▶ **REQUEST 1**
Reproduce the post on the Mets' and Yankees' 2006 seasons word for word.

▶ **TEXT SEGMENT**
[start]
Saturday, October 28, 2006

Like Willie Randolph, Joe Torre was terrific in '06.

Mets and Yanks: The Gonfalon Bubble

From "Play's the Thing," Woodstock Times, October 26, 2006:
With polo shirts and seersucker trousers stored in the attic for the next six months, it’s time to wrap up the baseball season too. The Cardinals and Tigers pecked and clawed at each other for five more desultory evenings, but when viewed through Gotham-colored glasses, the national pastime of 2006 had concluded some time before.

Laid away for winter storage, each memory is briefly savored or rued on the way to being forgotten. And with the Mets and Yankees it is the regret, not the joy, that lingers; long distant is the confidence of summer, when each had emerged as the best team in its league. While all but the credulous knew that a Subway Series was no certainty, to have both New York teams mothballed at the end while ragtag nines competed for the championship—oh, this was hard to bear.

How to view the Yankee season? As an Alex Rodriguez October brownout? A starting- pitcher collapse? A middle-relief meltdown? Yes, in some measure all such descriptions are apt. Granted, coming into the season the age and health of the starting rotation — Randy Johnson, Mike Mussina, Jaret Wright, Chien-Ming Wang, and Carl Pavano — were in question. But who knew that both corner outfielders and the second baseman would go down in mideaseason? Who knew that over the summer the Yanks would pull away from the Red Sox on the backs not only of Derek Jeter, Mariano Rivera, Jason Giambi, and Johny Damon but also the likes of Melky Cabrera, Andy Phillips, and Brian Bruney?
[end]
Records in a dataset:
[start]
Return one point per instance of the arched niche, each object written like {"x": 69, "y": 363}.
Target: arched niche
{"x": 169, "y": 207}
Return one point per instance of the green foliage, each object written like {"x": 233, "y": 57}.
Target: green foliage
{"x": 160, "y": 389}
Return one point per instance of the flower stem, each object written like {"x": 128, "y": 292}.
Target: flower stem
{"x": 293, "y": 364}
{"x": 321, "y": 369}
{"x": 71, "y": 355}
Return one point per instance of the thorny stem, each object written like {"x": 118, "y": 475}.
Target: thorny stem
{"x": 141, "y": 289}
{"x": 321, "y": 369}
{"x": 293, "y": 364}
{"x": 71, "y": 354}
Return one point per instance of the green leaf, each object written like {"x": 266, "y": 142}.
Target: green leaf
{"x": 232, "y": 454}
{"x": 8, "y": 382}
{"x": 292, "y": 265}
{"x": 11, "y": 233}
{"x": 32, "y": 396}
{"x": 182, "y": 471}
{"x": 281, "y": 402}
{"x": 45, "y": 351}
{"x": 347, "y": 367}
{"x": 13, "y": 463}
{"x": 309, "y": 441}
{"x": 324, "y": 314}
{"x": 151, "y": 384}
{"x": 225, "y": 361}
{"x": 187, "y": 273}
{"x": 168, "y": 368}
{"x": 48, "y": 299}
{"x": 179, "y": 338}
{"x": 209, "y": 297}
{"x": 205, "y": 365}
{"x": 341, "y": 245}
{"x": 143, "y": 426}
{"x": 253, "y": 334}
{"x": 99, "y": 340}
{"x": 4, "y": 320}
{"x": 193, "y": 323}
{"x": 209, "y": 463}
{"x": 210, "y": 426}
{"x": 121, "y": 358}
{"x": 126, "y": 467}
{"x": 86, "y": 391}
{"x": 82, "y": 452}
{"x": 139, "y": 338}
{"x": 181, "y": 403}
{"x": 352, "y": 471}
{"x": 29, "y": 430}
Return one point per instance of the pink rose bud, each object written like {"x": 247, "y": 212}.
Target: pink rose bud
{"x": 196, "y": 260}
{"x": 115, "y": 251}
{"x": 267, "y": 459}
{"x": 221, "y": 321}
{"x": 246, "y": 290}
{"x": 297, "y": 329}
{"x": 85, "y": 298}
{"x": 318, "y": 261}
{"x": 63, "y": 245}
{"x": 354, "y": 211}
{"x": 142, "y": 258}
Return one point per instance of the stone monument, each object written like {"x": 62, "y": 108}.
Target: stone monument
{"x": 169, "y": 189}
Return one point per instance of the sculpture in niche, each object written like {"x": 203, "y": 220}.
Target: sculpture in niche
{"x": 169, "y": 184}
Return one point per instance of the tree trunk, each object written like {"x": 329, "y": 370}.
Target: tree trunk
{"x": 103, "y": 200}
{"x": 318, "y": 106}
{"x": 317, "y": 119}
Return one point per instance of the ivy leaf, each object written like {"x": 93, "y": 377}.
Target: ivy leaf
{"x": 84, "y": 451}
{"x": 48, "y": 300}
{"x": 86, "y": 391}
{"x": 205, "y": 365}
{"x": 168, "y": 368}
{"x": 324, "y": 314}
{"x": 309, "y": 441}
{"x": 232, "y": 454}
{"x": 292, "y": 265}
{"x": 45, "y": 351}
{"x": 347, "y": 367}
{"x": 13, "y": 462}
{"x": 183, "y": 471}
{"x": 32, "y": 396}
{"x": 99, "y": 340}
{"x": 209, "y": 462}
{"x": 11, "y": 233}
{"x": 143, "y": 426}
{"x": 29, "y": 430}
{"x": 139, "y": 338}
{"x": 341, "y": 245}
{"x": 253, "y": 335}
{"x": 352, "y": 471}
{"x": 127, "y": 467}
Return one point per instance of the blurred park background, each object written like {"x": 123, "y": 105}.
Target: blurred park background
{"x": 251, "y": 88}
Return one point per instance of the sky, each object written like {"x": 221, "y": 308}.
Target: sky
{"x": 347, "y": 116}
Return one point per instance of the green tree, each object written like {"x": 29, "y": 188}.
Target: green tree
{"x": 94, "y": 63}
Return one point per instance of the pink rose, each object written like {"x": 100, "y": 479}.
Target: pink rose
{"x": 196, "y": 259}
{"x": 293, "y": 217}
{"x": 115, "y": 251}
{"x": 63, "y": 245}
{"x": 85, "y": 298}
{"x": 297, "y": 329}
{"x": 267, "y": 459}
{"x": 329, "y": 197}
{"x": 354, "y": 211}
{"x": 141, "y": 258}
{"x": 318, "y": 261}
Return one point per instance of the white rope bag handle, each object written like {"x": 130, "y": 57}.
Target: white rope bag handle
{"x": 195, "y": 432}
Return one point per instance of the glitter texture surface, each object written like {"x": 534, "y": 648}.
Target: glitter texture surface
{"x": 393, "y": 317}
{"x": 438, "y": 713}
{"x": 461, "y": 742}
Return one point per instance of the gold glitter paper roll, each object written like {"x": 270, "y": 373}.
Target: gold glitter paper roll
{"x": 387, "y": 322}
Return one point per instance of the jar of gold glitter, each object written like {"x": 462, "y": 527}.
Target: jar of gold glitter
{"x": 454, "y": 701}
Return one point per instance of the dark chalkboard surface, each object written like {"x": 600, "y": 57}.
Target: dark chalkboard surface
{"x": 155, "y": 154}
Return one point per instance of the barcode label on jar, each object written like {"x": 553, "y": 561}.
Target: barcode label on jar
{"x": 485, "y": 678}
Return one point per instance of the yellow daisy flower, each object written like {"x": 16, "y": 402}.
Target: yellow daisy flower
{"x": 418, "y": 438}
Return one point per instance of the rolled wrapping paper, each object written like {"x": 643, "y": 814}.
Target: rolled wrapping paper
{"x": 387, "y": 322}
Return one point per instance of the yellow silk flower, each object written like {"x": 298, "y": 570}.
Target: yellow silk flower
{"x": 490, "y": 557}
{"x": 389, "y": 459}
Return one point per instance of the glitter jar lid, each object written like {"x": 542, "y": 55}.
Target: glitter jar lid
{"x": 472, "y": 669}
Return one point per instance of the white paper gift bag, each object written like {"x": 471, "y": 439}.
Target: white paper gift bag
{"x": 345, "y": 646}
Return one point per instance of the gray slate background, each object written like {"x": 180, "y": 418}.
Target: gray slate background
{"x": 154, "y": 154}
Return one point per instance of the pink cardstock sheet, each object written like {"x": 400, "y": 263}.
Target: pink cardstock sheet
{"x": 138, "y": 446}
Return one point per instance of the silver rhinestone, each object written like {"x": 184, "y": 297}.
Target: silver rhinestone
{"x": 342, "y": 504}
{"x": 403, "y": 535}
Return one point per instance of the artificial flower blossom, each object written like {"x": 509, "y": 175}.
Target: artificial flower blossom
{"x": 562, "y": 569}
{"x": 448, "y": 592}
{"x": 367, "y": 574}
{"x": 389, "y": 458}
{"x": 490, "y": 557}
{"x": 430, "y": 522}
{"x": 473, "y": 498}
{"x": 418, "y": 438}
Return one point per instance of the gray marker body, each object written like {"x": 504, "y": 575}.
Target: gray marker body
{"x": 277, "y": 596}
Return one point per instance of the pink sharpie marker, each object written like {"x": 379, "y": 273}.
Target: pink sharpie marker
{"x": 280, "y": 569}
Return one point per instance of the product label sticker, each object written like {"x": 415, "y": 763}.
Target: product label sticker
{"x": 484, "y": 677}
[end]
▶ **REQUEST 2**
In the records, take the lines from the one containing "Return one point per instance of the pink sharpie" through the last line and rename "sticker" to "decal", leaving all other wording as is. Give back only those lines.

▶ **WRITTEN REPLY 1**
Saturday, October 28, 2006

Like Willie Randolph, Joe Torre was terrific in '06.

Mets and Yanks: The Gonfalon Bubble

From "Play's the Thing," Woodstock Times, October 26, 2006:
With polo shirts and seersucker trousers stored in the attic for the next six months, it’s time to wrap up the baseball season too. The Cardinals and Tigers pecked and clawed at each other for five more desultory evenings, but when viewed through Gotham-colored glasses, the national pastime of 2006 had concluded some time before.

Laid away for winter storage, each memory is briefly savored or rued on the way to being forgotten. And with the Mets and Yankees it is the regret, not the joy, that lingers; long distant is the confidence of summer, when each had emerged as the best team in its league. While all but the credulous knew that a Subway Series was no certainty, to have both New York teams mothballed at the end while ragtag nines competed for the championship—oh, this was hard to bear.

How to view the Yankee season? As an Alex Rodriguez October brownout? A starting- pitcher collapse? A middle-relief meltdown? Yes, in some measure all such descriptions are apt. Granted, coming into the season the age and health of the starting rotation — Randy Johnson, Mike Mussina, Jaret Wright, Chien-Ming Wang, and Carl Pavano — were in question. But who knew that both corner outfielders and the second baseman would go down in mideaseason? Who knew that over the summer the Yanks would pull away from the Red Sox on the backs not only of Derek Jeter, Mariano Rivera, Jason Giambi, and Johny Damon but also the likes of Melky Cabrera, Andy Phillips, and Brian Bruney?

▶ **WRITTEN REPLY 2**
Return one point per instance of the pink sharpie marker, each object written like {"x": 379, "y": 273}.
Target: pink sharpie marker
{"x": 280, "y": 569}
Return one point per instance of the product label decal, each object written like {"x": 415, "y": 763}.
Target: product label decal
{"x": 484, "y": 677}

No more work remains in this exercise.